> [Exercise input]:
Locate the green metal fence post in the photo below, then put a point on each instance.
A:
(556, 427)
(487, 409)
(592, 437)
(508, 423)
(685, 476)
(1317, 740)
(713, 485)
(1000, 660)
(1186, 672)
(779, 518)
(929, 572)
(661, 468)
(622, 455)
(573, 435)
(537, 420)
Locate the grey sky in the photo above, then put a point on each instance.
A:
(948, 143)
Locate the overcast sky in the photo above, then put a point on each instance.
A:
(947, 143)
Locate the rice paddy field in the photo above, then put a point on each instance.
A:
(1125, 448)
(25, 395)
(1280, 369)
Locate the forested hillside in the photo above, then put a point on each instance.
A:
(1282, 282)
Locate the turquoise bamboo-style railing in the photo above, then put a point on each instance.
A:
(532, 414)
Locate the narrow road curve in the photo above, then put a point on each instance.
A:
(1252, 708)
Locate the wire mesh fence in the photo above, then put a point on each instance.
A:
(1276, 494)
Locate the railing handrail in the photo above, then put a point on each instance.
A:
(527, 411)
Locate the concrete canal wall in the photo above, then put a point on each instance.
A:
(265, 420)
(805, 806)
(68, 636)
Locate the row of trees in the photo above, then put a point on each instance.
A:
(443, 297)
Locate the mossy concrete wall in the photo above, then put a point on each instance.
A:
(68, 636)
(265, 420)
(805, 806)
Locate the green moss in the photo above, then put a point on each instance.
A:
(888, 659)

> [Instructions to follow]: Reproduce each entry above exactly, keeping every word.

> [Response area]:
Locate the green metal fence post in the photo below, then put a point on each instance.
A:
(556, 427)
(487, 409)
(592, 437)
(508, 423)
(685, 476)
(1317, 740)
(713, 485)
(1000, 660)
(1186, 672)
(779, 518)
(929, 572)
(661, 468)
(622, 455)
(573, 435)
(537, 420)
Locate the grey sky in the photo above, then put a point on each instance.
A:
(948, 143)
Locate the overcast sky in the photo above, then put a point on each instance.
A:
(947, 143)
Locate the rice paddy field in the photo above, then put a point on each instance.
A:
(1125, 448)
(25, 395)
(1280, 369)
Locate the forested hillside in the photo above, then put a point on each instance.
A:
(1282, 282)
Locate the turquoise bamboo-style railing in the photo above, then put a point on each instance.
A:
(532, 414)
Locate the narrow road curve in the photo above, then put a point on each instance.
A:
(1252, 708)
Locate the wire mesh fence in the photo above, then put a point on each instance.
A:
(1276, 494)
Locate the railing handrail in the photo above, then put a point on each instance.
A:
(527, 411)
Locate the concrete canal wall in the photo above, then put a point on each instance.
A:
(265, 420)
(805, 806)
(68, 636)
Locate the row of trees in the photo above, then put a point on each instance.
A:
(443, 297)
Locate the mossy concrete wall in the photo above, then put a point on each instance.
A:
(68, 636)
(265, 420)
(805, 806)
Locate the green moss in the photo above, then put a point on each instance.
A:
(888, 659)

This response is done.